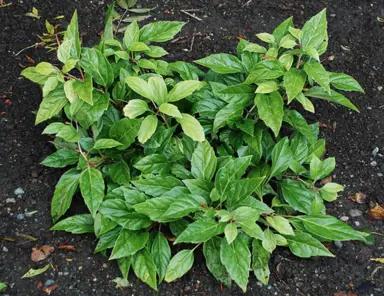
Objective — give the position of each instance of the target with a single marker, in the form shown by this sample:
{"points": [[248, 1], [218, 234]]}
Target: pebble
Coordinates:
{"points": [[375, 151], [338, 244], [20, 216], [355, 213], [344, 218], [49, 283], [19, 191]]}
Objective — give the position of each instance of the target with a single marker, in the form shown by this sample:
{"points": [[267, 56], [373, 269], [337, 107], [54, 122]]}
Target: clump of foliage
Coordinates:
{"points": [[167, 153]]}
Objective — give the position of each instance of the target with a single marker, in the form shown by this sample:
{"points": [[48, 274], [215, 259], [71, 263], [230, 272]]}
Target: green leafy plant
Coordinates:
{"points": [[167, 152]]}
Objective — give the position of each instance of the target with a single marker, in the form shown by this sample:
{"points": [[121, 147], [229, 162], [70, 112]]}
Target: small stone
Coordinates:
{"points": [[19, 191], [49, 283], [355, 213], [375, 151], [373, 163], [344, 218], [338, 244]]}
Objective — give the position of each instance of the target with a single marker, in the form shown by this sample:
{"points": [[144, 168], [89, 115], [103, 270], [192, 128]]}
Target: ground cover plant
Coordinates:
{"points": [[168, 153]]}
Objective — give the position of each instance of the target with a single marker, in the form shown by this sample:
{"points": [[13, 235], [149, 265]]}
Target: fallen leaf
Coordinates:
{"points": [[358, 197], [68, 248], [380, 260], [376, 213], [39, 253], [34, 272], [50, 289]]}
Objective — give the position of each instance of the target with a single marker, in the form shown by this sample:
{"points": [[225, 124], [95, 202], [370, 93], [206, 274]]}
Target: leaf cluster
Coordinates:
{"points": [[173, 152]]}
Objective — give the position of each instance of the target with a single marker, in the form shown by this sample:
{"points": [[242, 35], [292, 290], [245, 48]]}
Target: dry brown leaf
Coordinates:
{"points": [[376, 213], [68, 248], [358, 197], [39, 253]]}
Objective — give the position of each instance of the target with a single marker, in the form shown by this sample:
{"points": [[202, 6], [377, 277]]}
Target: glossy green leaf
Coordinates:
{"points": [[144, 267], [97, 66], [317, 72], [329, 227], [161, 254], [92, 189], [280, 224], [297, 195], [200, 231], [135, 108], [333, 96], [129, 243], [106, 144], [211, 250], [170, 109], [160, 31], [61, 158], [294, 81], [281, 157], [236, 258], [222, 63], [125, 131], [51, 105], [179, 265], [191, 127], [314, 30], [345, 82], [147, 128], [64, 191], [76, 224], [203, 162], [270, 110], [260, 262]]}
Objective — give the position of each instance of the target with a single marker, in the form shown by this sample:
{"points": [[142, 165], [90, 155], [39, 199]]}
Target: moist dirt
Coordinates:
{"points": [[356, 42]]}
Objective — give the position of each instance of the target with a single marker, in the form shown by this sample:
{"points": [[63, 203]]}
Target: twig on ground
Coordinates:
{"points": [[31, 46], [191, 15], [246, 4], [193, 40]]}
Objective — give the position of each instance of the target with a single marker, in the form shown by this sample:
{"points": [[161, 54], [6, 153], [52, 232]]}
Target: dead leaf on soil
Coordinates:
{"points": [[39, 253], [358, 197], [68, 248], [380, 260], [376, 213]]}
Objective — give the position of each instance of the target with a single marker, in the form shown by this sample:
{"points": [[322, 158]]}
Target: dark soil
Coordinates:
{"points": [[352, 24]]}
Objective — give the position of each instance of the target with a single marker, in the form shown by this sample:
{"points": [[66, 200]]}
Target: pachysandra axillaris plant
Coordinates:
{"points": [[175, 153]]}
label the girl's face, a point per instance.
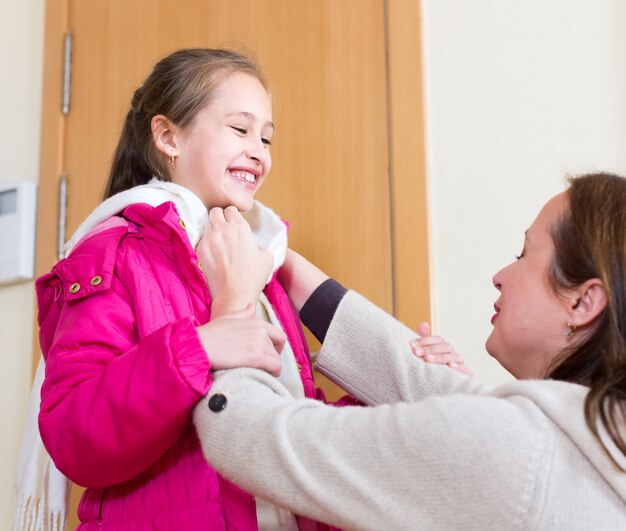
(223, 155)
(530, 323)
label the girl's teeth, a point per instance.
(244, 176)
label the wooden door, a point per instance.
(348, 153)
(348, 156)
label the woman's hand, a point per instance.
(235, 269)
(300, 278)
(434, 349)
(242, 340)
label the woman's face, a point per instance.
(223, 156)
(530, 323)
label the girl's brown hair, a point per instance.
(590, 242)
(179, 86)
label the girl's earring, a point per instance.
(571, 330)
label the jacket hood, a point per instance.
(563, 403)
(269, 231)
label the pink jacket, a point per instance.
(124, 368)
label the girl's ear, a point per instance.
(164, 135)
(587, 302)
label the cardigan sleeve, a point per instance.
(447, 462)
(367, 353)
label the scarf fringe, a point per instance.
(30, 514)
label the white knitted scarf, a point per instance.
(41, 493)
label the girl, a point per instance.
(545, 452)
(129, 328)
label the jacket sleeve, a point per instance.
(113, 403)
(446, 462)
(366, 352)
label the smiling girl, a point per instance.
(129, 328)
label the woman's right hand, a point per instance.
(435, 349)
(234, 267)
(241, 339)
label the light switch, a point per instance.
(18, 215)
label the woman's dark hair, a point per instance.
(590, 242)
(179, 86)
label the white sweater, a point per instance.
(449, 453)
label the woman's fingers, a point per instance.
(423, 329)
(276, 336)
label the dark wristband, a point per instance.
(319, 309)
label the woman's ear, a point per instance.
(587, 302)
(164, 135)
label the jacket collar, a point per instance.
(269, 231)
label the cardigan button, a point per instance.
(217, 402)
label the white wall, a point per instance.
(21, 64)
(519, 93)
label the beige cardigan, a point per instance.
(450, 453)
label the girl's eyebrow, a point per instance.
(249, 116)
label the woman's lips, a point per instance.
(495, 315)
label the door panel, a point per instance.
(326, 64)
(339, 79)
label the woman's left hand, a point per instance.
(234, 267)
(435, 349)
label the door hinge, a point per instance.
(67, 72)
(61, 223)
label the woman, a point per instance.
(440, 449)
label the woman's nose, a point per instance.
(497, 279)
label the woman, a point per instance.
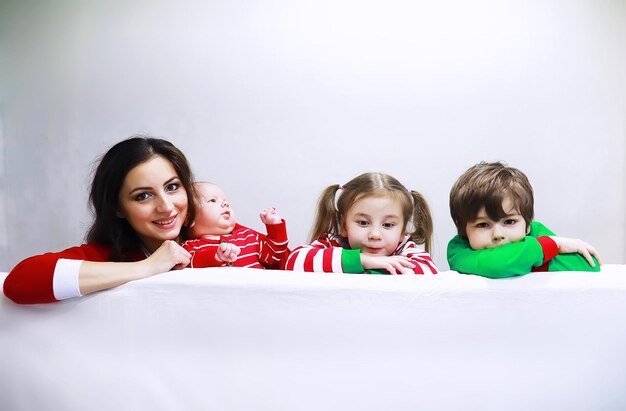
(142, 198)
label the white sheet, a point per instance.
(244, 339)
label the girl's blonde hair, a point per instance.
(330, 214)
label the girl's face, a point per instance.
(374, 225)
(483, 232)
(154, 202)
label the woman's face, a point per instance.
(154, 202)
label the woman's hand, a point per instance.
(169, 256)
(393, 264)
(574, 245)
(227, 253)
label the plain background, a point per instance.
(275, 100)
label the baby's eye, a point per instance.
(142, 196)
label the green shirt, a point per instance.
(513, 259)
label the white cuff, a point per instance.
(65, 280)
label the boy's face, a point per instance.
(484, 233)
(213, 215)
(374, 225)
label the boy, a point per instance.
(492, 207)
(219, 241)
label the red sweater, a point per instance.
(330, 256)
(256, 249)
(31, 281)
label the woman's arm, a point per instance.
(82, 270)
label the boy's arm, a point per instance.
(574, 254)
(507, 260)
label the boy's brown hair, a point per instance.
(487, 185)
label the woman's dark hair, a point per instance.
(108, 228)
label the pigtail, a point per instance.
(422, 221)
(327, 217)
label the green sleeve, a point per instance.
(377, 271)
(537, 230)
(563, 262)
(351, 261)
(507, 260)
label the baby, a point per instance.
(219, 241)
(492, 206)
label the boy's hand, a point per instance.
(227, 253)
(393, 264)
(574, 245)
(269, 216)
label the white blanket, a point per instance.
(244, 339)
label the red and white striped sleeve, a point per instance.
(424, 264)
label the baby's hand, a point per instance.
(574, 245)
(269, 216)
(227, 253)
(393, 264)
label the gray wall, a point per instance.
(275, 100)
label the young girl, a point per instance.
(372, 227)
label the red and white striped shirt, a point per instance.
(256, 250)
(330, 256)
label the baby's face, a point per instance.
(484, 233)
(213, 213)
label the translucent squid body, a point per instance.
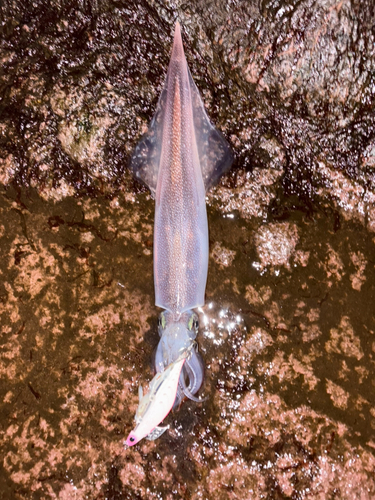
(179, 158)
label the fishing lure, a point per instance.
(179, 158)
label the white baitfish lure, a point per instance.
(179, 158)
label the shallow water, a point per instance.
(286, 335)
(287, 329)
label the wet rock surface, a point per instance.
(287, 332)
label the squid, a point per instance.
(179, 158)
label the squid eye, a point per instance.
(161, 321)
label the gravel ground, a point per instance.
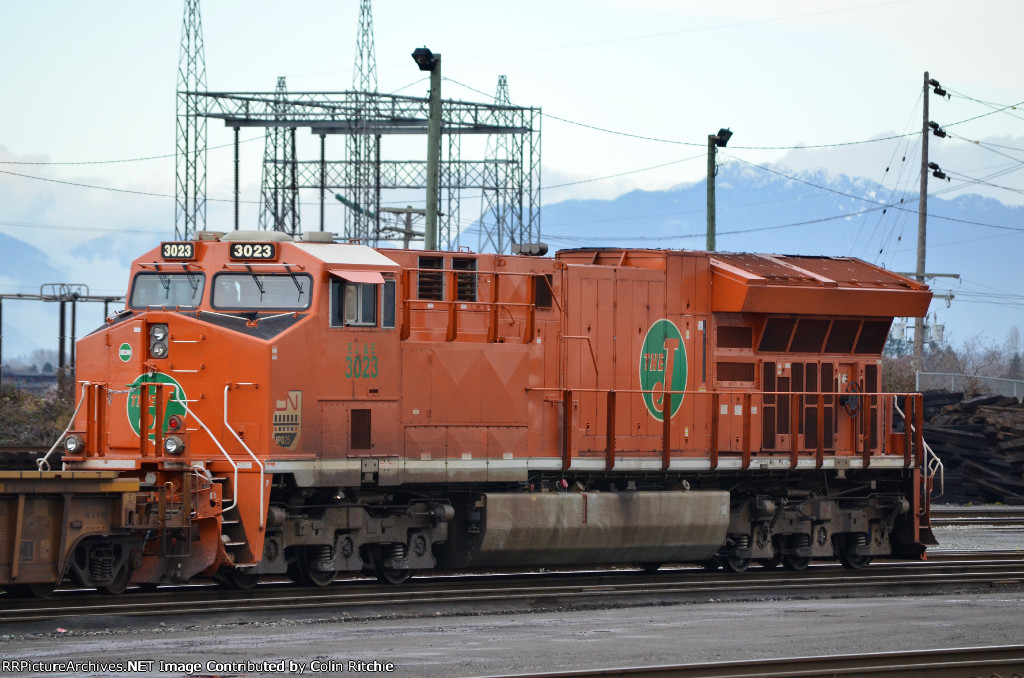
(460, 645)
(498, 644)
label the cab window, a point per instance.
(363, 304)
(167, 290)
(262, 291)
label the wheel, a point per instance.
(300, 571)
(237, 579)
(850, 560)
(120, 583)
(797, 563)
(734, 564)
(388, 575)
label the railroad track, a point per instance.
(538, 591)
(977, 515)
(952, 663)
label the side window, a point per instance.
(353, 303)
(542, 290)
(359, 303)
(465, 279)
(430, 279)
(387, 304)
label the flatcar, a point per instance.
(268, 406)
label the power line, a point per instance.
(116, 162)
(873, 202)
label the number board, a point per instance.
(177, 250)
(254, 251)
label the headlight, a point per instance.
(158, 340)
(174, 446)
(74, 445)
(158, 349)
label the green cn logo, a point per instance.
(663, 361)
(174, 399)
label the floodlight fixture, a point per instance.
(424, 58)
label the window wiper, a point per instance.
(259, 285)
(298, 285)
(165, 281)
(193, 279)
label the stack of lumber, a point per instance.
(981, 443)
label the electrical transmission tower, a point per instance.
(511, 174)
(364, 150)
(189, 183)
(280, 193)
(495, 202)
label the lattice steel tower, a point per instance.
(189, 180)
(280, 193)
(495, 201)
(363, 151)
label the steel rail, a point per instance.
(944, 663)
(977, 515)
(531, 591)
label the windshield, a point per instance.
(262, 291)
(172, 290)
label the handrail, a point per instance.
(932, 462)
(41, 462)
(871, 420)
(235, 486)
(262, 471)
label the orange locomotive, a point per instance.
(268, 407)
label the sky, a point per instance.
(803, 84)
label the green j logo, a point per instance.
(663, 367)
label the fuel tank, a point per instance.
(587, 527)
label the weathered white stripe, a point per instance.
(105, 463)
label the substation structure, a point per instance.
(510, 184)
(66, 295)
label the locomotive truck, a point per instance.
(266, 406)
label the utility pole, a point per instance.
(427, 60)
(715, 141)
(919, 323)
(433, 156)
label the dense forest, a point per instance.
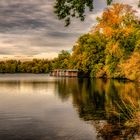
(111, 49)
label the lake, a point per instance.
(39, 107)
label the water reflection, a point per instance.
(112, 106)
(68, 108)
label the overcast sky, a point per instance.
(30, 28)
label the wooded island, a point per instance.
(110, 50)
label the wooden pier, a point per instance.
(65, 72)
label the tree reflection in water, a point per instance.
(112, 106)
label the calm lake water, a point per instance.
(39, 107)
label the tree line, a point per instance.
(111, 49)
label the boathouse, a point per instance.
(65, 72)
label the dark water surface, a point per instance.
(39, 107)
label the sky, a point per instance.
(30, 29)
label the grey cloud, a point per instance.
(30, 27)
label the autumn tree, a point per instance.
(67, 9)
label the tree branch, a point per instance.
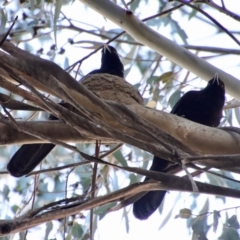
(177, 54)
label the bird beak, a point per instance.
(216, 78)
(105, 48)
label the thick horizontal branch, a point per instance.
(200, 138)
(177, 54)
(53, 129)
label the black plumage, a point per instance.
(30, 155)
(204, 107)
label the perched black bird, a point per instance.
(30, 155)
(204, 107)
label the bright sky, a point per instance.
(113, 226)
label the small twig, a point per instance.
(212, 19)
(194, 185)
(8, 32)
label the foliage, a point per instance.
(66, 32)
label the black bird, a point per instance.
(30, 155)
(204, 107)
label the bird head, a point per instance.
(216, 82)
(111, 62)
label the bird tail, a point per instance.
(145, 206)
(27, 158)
____
[Instructions to follow] The records are given above. Copy each line in them that holds "plant".

[Solution to the problem]
Target: green leafy plant
Target: ground cover plant
Target: pachysandra axillaris plant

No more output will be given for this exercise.